◆ WORK TO COMPLETE ◆
Could you convert every line of the entries below into a JSON list of strings, with one string per line, leaving out blank lines and any pictures?

*** MATERIALS PROVIDED ***

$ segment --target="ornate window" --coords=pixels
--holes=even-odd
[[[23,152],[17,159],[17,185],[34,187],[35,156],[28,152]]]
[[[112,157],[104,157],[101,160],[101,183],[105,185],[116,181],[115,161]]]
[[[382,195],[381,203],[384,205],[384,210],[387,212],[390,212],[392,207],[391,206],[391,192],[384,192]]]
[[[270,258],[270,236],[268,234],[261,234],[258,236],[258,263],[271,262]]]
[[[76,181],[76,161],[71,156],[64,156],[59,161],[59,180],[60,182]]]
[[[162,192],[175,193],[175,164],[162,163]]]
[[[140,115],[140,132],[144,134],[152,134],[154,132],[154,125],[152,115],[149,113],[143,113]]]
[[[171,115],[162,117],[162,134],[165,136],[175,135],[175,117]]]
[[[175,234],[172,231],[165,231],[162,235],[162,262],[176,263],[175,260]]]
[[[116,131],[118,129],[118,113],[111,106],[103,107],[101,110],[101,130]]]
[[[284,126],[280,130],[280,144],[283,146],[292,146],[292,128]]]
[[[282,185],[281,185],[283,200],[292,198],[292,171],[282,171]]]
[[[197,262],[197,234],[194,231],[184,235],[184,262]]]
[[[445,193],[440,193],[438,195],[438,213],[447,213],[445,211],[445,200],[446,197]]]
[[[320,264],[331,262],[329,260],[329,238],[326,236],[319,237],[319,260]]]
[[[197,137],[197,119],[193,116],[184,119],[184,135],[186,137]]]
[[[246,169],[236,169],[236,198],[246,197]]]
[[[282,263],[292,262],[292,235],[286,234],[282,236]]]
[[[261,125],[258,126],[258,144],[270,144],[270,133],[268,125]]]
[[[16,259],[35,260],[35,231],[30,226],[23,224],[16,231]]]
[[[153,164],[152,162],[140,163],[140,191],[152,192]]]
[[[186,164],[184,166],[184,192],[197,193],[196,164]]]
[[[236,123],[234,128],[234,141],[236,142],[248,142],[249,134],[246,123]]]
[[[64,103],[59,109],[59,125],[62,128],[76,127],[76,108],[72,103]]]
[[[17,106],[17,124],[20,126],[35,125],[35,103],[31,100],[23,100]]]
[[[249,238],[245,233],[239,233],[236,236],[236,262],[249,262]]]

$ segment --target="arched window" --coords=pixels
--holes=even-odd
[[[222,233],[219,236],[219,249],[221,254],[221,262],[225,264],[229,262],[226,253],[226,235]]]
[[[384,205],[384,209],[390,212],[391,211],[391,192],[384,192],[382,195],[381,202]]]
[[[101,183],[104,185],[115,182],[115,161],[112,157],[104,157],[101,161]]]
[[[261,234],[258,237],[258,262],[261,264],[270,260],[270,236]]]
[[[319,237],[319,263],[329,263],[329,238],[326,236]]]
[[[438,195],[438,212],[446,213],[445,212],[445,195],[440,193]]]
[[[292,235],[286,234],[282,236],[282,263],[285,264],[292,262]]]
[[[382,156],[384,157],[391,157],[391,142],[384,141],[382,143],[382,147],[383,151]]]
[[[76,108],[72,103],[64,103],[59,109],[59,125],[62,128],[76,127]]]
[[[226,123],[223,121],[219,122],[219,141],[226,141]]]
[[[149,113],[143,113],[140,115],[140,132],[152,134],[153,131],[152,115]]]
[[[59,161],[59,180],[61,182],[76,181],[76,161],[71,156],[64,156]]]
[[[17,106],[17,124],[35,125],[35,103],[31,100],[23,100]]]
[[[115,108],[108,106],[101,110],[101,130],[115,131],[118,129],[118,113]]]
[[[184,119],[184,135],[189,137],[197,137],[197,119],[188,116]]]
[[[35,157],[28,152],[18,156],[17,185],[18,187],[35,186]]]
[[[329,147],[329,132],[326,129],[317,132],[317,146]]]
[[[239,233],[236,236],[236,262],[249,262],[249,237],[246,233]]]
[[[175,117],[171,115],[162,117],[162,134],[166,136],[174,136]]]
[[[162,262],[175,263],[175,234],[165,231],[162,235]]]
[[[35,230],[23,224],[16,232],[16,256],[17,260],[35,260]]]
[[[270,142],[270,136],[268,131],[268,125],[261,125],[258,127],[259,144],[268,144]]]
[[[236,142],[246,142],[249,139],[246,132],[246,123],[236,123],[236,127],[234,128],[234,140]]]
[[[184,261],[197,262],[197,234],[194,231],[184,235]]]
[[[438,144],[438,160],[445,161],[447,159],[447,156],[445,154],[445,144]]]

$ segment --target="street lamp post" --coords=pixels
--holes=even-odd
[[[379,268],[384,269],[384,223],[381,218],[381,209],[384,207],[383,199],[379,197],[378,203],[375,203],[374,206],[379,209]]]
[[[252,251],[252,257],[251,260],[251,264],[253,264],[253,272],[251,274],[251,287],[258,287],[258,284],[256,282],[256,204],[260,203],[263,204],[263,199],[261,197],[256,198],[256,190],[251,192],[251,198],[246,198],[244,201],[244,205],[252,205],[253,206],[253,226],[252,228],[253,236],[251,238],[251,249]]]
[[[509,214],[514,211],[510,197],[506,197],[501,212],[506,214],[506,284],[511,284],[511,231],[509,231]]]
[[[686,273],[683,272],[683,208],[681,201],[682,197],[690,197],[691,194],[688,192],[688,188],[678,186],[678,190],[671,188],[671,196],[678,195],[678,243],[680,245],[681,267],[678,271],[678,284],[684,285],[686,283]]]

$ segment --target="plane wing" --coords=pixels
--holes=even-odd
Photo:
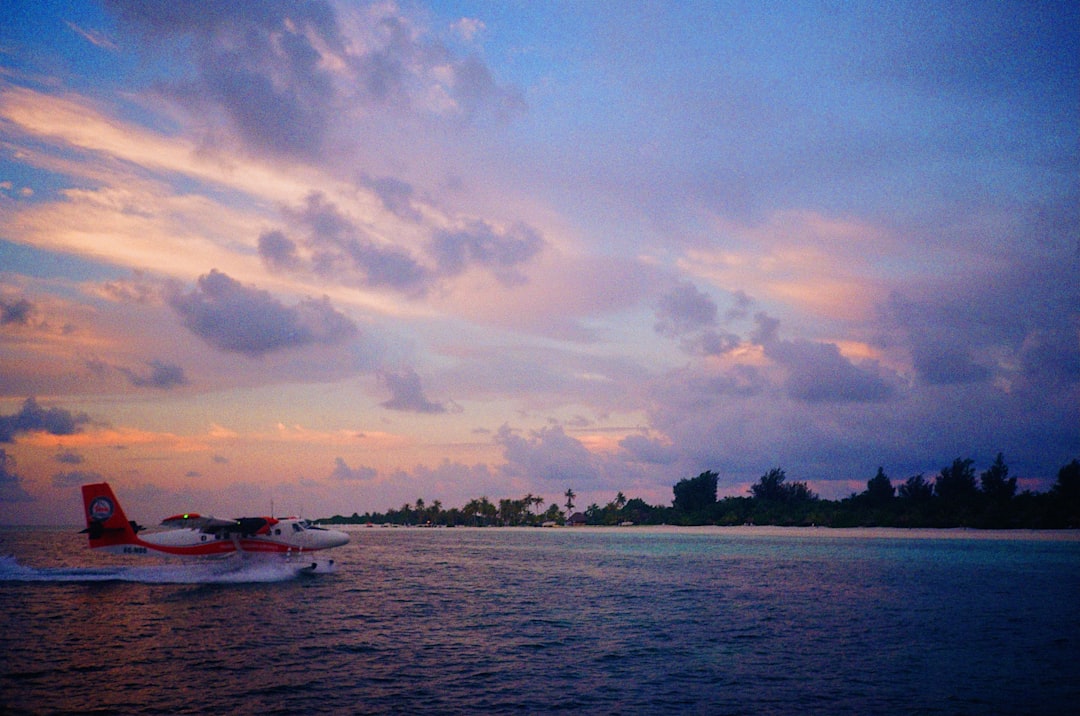
[[[204,532],[218,529],[228,529],[240,526],[235,519],[218,519],[210,515],[201,515],[197,512],[185,512],[184,514],[165,517],[161,521],[162,527],[186,527],[188,529],[201,529]]]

***

◆ RESPONSE TO THIS EXERCISE ◆
[
  "$ segment --target=\"ornate window\" --coords=pixels",
  "--holes=even-odd",
  "[[[23,152],[17,159],[17,185],[34,187],[35,156],[28,152]]]",
  "[[[112,157],[104,157],[101,160],[101,183],[105,185],[116,181],[115,161]]]",
  "[[[382,195],[381,203],[384,205],[384,210],[387,212],[390,212],[392,207],[391,206],[391,192],[384,192]]]",
  "[[[270,258],[270,236],[268,234],[261,234],[258,236],[258,263],[271,262]]]",
  "[[[76,181],[76,161],[71,156],[64,156],[59,161],[59,180],[60,182]]]",
  "[[[162,192],[175,193],[175,164],[162,163]]]",
  "[[[140,115],[140,132],[144,134],[152,134],[154,132],[154,125],[152,115],[149,113],[143,113]]]",
  "[[[171,115],[162,117],[162,134],[165,136],[175,135],[175,117]]]",
  "[[[175,234],[172,231],[165,231],[162,235],[162,262],[176,263],[175,260]]]",
  "[[[116,131],[118,129],[118,113],[111,106],[103,107],[101,110],[101,130]]]",
  "[[[284,126],[280,130],[280,144],[283,146],[292,146],[292,128]]]",
  "[[[282,185],[281,185],[283,200],[292,198],[292,171],[282,171]]]",
  "[[[197,262],[197,234],[194,231],[184,235],[184,262]]]",
  "[[[445,193],[440,193],[438,195],[438,213],[447,213],[445,211],[445,200],[446,197]]]",
  "[[[320,264],[331,262],[329,260],[329,238],[326,236],[319,237],[319,260]]]",
  "[[[197,137],[197,119],[193,116],[184,119],[184,135],[186,137]]]",
  "[[[246,169],[236,169],[236,198],[246,197]]]",
  "[[[282,263],[292,262],[292,235],[286,234],[282,236]]]",
  "[[[261,125],[258,126],[258,144],[270,144],[270,133],[268,125]]]",
  "[[[16,259],[35,260],[35,231],[30,226],[23,224],[16,231]]]",
  "[[[153,164],[152,162],[140,163],[140,191],[152,192]]]",
  "[[[186,164],[184,166],[184,192],[197,193],[196,164]]]",
  "[[[236,123],[234,128],[234,141],[236,142],[248,142],[249,134],[246,123]]]",
  "[[[64,103],[59,109],[59,125],[62,128],[76,127],[76,108],[72,103]]]",
  "[[[17,106],[17,124],[20,126],[35,125],[35,103],[31,100],[23,100]]]",
  "[[[249,238],[245,233],[239,233],[236,236],[236,262],[249,262]]]",
  "$ segment --target=\"arched window\" --coords=pixels",
  "--holes=even-odd",
  "[[[222,233],[219,236],[219,249],[221,254],[221,262],[225,264],[229,262],[226,253],[226,235]]]",
  "[[[384,205],[384,209],[390,212],[391,211],[391,192],[384,192],[382,195],[381,202]]]",
  "[[[101,183],[104,185],[115,182],[115,161],[112,157],[104,157],[101,161]]]",
  "[[[261,234],[258,237],[258,262],[261,264],[270,260],[270,236]]]",
  "[[[319,237],[319,263],[329,263],[329,238],[326,236]]]",
  "[[[438,195],[438,212],[446,213],[445,212],[445,195],[440,193]]]",
  "[[[292,235],[286,234],[282,236],[282,263],[285,264],[292,262]]]",
  "[[[382,156],[384,157],[391,157],[391,142],[384,141],[382,143],[382,147],[383,151]]]",
  "[[[76,108],[72,103],[64,103],[59,109],[59,125],[62,128],[76,127]]]",
  "[[[226,123],[223,121],[219,122],[219,141],[226,141]]]",
  "[[[149,113],[143,113],[140,115],[140,132],[152,134],[153,131],[152,115]]]",
  "[[[59,161],[59,180],[61,182],[76,181],[76,161],[71,156],[64,156]]]",
  "[[[17,106],[17,124],[35,125],[35,103],[31,100],[23,100]]]",
  "[[[115,108],[108,106],[101,110],[101,130],[115,131],[118,129],[118,113]]]",
  "[[[184,119],[184,135],[189,137],[197,137],[197,119],[188,116]]]",
  "[[[35,157],[28,152],[18,156],[17,185],[18,187],[35,186]]]",
  "[[[329,147],[329,132],[326,129],[317,132],[317,146]]]",
  "[[[239,233],[236,236],[236,262],[249,262],[249,237],[246,233]]]",
  "[[[175,117],[171,115],[162,117],[162,134],[166,136],[174,136]]]",
  "[[[162,262],[175,263],[175,234],[165,231],[162,235]]]",
  "[[[35,230],[23,224],[16,232],[16,256],[17,260],[35,260]]]",
  "[[[270,142],[270,136],[268,131],[268,125],[261,125],[258,127],[259,144],[268,144]]]",
  "[[[236,142],[246,142],[249,139],[246,132],[246,123],[236,123],[236,127],[234,128],[234,140]]]",
  "[[[184,261],[197,262],[197,234],[194,231],[184,235]]]",
  "[[[438,144],[438,160],[445,161],[447,159],[447,156],[445,154],[445,144]]]",
  "$ segment --target=\"street lamp post\" --coords=pixels",
  "--holes=even-odd",
  "[[[379,268],[384,269],[384,223],[381,218],[381,209],[384,207],[383,199],[379,197],[378,203],[375,203],[374,206],[379,209]]]",
  "[[[252,251],[252,257],[251,260],[251,264],[253,264],[253,272],[251,274],[251,287],[258,287],[258,284],[256,282],[256,204],[260,203],[263,204],[263,199],[261,197],[256,198],[256,190],[251,192],[251,198],[246,198],[244,201],[244,205],[252,205],[253,206],[253,226],[252,228],[253,236],[251,238],[251,249]]]",
  "[[[509,214],[514,211],[510,197],[506,197],[501,212],[506,214],[506,284],[511,284],[511,231],[509,231]]]",
  "[[[686,273],[683,272],[683,208],[681,201],[682,197],[690,197],[691,194],[688,192],[688,188],[678,186],[678,190],[671,188],[671,196],[678,195],[678,243],[680,245],[681,267],[678,271],[678,284],[684,285],[686,283]]]",
  "$ segment --target=\"plane wing\" --coords=pixels",
  "--holes=even-odd",
  "Photo:",
  "[[[204,532],[218,529],[228,529],[240,526],[235,519],[218,519],[210,515],[201,515],[197,512],[185,512],[184,514],[165,517],[161,521],[162,527],[186,527],[188,529],[201,529]]]"
]